◆ Written exercise 1
Please copy the passage from the essay on student writing, starting at "The place she’s" and ending at "today’s young generation.".

◆ Quoted text
The place she’s getting her evidence from is a study done at a prestigious university known as Stanford University. In the study 189 students were to gather all the writing they did and out of 15,000 pieces gathered, only 62 percent of the writing was for their work. This is how she proves that the kids of today “write to shake the world. ” To even further prove her point she uses one of the students that participated in the study as an example and almost a symbol for today’s young generation.
She also uses the fact that the student went to get a Stanford’s master degree in modern thought and literature and a master’s degree from the University of Sussex in artificial intelligence to make him seem as though he is qualified to speak on behalf of an entire generation so that the audience feels as though he is qualified to speak on this topic, but are her sources good enough to prove her opening statement? The fact that most of her paper only talks about positive things coming from this generation’s writing makes paper seem a little less convincing that the stigma she’s writing against is false.
However, there were a few things that were from a negative point of view about this argument discussed in the paper along with evidence to back up why one shouldn’t go against her point of view. For example, in the section about redefining “writing” Haven writes, “Some nevertheless insist that writing today sub-standard, littered with too many LOLs and OMGs. However, Lunsford noted that Stanford students were adept at different writing for different audiences. She addresses the critics that complain about the new text terms of this day and age with the fact a specialist in this area says that this generation is able to distinguish between different audiences. So with the question being does Haven tactics work on her audience when trying to convince them that this generation is equipped with great writers, the answer is yes. Her sources come from a liable, trustworthy, well credited place and the evidence she grabs from her sources backup her argument very well.
If anything should’ve been changed about this essay, it’s the amount of arguments she rebuttals. She could’ve found some stronger points that have been made on the other side of the argument, which would have definitely made her a lot more convinced that the source she is using is correct. Overall, as a reader, I am quite convinced that the young generation of today does shake the world through their writing due to the fact they are well adapted to the technology today and the teachings of the past.

◆ Data extract
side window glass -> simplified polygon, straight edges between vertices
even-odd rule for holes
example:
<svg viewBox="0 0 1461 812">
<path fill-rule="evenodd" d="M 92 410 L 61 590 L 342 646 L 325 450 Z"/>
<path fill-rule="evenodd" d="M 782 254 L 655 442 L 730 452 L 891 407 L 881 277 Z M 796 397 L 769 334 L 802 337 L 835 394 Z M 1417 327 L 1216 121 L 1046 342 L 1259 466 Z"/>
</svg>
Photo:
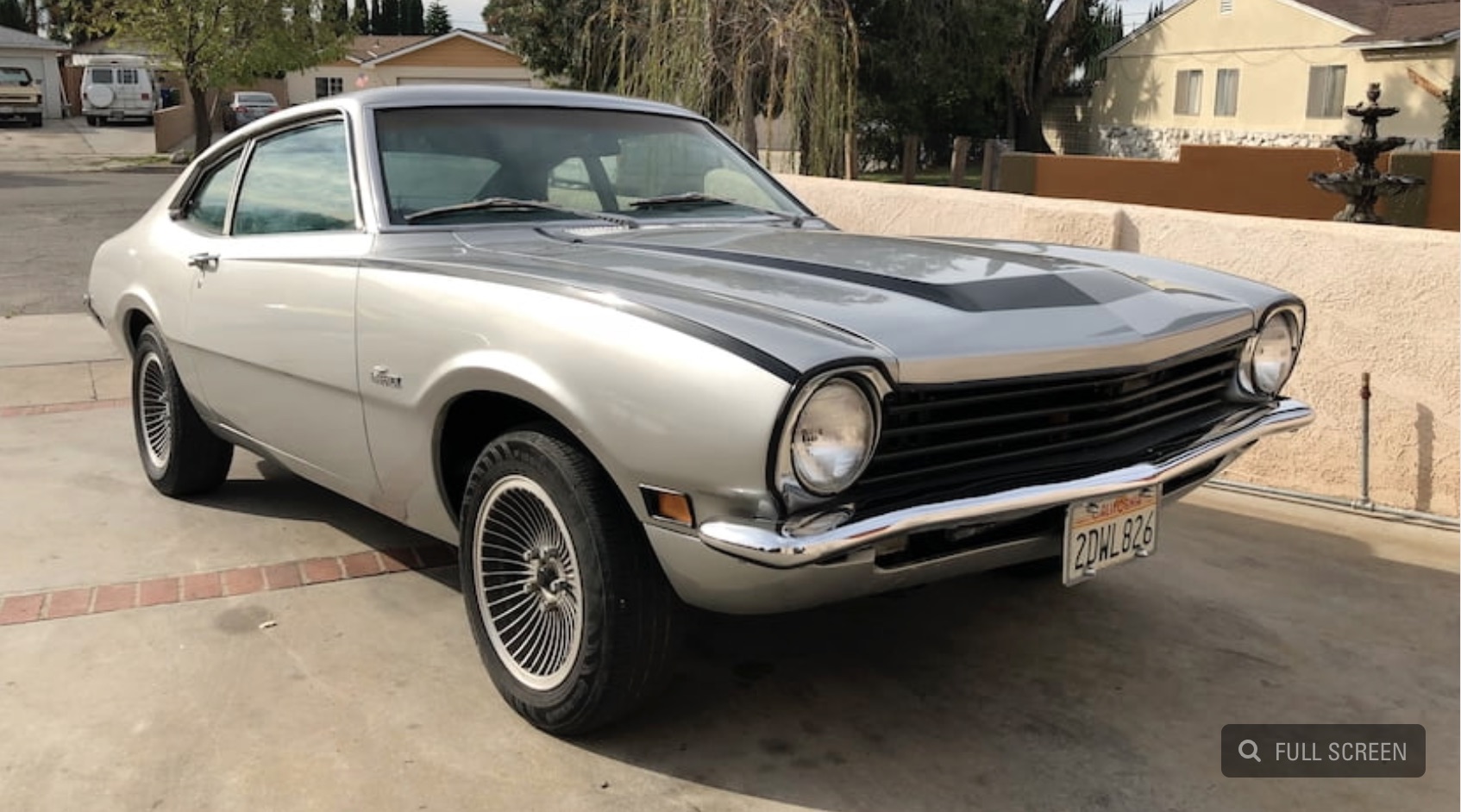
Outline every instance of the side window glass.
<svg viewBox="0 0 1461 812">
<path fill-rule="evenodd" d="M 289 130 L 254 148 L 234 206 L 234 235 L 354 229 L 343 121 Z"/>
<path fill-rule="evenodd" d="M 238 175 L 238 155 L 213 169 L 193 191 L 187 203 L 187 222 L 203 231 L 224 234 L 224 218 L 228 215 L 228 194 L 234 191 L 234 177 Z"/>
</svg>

◆ Written exercise 2
Reproduce all of the rows with "vertices" swapped for "corners" and nothing else altered, leaving the pictures out.

◆ Task result 1
The place she’s getting her evidence from is a study done at a prestigious university known as Stanford University. In the study 189 students were to gather all the writing they did and out of 15,000 pieces gathered, only 62 percent of the writing was for their work. This is how she proves that the kids of today “write to shake the world. ” To even further prove her point she uses one of the students that participated in the study as an example and almost a symbol for today’s young generation.

◆ Task result 2
side window glass -> simplified polygon, straight edges between corners
even-odd rule for holes
example:
<svg viewBox="0 0 1461 812">
<path fill-rule="evenodd" d="M 92 410 L 61 590 L 342 646 L 325 450 Z"/>
<path fill-rule="evenodd" d="M 782 254 L 655 442 L 730 452 L 891 407 L 881 277 Z M 796 397 L 769 334 L 802 337 L 835 394 Z M 1417 327 L 1216 121 L 1046 342 L 1259 466 Z"/>
</svg>
Photo:
Outline every instance of the side window glass.
<svg viewBox="0 0 1461 812">
<path fill-rule="evenodd" d="M 289 130 L 254 148 L 234 206 L 234 235 L 354 229 L 343 121 Z"/>
<path fill-rule="evenodd" d="M 238 175 L 238 155 L 213 169 L 193 191 L 187 203 L 187 222 L 203 231 L 224 234 L 224 218 L 228 215 L 228 194 L 234 191 L 234 177 Z"/>
</svg>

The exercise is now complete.